ACTIVITY:
Could you lay out every line of the data below as a Markdown table with the columns "Row" and "Line", numbering each row and leaving out blank lines?

⟨

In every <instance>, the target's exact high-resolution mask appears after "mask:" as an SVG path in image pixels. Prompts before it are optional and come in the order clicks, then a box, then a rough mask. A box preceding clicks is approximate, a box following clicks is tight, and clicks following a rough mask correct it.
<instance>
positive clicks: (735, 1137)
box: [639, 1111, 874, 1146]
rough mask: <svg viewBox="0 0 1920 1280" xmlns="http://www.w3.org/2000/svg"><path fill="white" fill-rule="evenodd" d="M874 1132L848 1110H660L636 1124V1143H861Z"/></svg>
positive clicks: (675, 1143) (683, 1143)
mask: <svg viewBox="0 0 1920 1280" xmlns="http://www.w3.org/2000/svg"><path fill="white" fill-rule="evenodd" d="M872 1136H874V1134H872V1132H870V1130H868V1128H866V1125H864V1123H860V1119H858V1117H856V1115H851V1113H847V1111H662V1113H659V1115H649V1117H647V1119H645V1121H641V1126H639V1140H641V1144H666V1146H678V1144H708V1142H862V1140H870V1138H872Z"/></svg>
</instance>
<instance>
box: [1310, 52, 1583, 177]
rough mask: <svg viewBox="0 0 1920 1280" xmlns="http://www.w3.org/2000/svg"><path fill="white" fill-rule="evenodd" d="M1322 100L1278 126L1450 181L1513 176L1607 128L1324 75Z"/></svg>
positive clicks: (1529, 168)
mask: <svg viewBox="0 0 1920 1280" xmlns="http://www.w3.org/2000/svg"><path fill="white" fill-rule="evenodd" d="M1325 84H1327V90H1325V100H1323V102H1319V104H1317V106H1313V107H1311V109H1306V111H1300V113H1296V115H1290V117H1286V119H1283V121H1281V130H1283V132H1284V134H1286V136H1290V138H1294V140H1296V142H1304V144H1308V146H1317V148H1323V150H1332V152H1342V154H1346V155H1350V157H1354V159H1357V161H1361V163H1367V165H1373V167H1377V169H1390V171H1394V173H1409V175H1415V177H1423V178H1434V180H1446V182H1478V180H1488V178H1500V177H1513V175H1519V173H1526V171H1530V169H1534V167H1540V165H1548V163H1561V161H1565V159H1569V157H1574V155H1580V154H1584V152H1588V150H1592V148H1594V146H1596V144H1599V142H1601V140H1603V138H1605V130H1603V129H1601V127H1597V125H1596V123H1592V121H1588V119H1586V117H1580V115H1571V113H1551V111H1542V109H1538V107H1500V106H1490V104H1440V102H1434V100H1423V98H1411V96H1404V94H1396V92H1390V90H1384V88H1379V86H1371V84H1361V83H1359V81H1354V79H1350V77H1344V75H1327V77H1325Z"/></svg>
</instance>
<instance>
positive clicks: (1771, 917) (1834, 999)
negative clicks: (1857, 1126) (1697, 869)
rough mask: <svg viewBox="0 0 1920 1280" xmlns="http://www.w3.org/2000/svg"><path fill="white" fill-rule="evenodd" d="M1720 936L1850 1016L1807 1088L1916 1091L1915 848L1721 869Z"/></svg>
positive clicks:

⟩

WORKED SOLUTION:
| Row | Line |
|---|---|
| 1 | In every <instance>, the target's exact high-resolution mask appears after "mask:" as an SVG path in image pixels. Prompts before it are optional and come in the order clicks, then a box, then a rough mask. A box preceding clicks is approximate, a box following clicks is tight, and clicks following a rough mask correct it. |
| 2 | <instance> |
| 3 | positive clicks: (735, 1137) |
| 4 | box: [639, 1111, 874, 1146] |
| 5 | rough mask: <svg viewBox="0 0 1920 1280" xmlns="http://www.w3.org/2000/svg"><path fill="white" fill-rule="evenodd" d="M874 1132L848 1110H660L636 1124V1143H861Z"/></svg> |
| 6 | positive clicks: (675, 1143) (683, 1143) |
| 7 | mask: <svg viewBox="0 0 1920 1280" xmlns="http://www.w3.org/2000/svg"><path fill="white" fill-rule="evenodd" d="M872 1136H874V1134H872V1132H870V1130H868V1128H866V1125H864V1123H860V1119H858V1117H856V1115H851V1113H847V1111H662V1113H659V1115H649V1117H647V1119H645V1121H641V1126H639V1140H641V1144H666V1146H678V1144H708V1142H862V1140H870V1138H872Z"/></svg> |
| 8 | </instance> |
| 9 | <instance> |
| 10 | box: [1310, 52, 1583, 177] |
| 11 | rough mask: <svg viewBox="0 0 1920 1280" xmlns="http://www.w3.org/2000/svg"><path fill="white" fill-rule="evenodd" d="M1322 100L1278 126L1450 181L1513 176L1607 128L1324 75Z"/></svg> |
| 12 | positive clicks: (1529, 168) |
| 13 | mask: <svg viewBox="0 0 1920 1280" xmlns="http://www.w3.org/2000/svg"><path fill="white" fill-rule="evenodd" d="M1325 84H1327V90H1325V100H1323V102H1319V104H1317V106H1313V107H1311V109H1306V111H1300V113H1296V115H1290V117H1286V119H1283V121H1281V130H1283V132H1284V134H1286V136H1290V138H1294V140H1296V142H1304V144H1308V146H1317V148H1323V150H1332V152H1342V154H1346V155H1350V157H1354V159H1357V161H1361V163H1367V165H1373V167H1377V169H1390V171H1394V173H1409V175H1415V177H1423V178H1434V180H1446V182H1478V180H1488V178H1500V177H1513V175H1519V173H1526V171H1530V169H1534V167H1540V165H1548V163H1561V161H1565V159H1569V157H1574V155H1580V154H1584V152H1588V150H1592V148H1594V146H1596V144H1599V142H1601V140H1603V138H1605V130H1603V129H1601V127H1597V125H1596V123H1592V121H1588V119H1586V117H1580V115H1571V113H1551V111H1542V109H1538V107H1500V106H1490V104H1440V102H1434V100H1423V98H1411V96H1404V94H1396V92H1390V90H1384V88H1379V86H1371V84H1361V83H1359V81H1354V79H1350V77H1344V75H1327V77H1325Z"/></svg> |
| 14 | </instance> |
| 15 | <instance> |
| 16 | positive clicks: (1771, 917) (1834, 999) |
| 17 | negative clicks: (1857, 1126) (1697, 869) |
| 18 | rough mask: <svg viewBox="0 0 1920 1280" xmlns="http://www.w3.org/2000/svg"><path fill="white" fill-rule="evenodd" d="M1720 936L1850 1016L1807 1088L1916 1091L1915 848L1721 869Z"/></svg> |
| 19 | positive clicks: |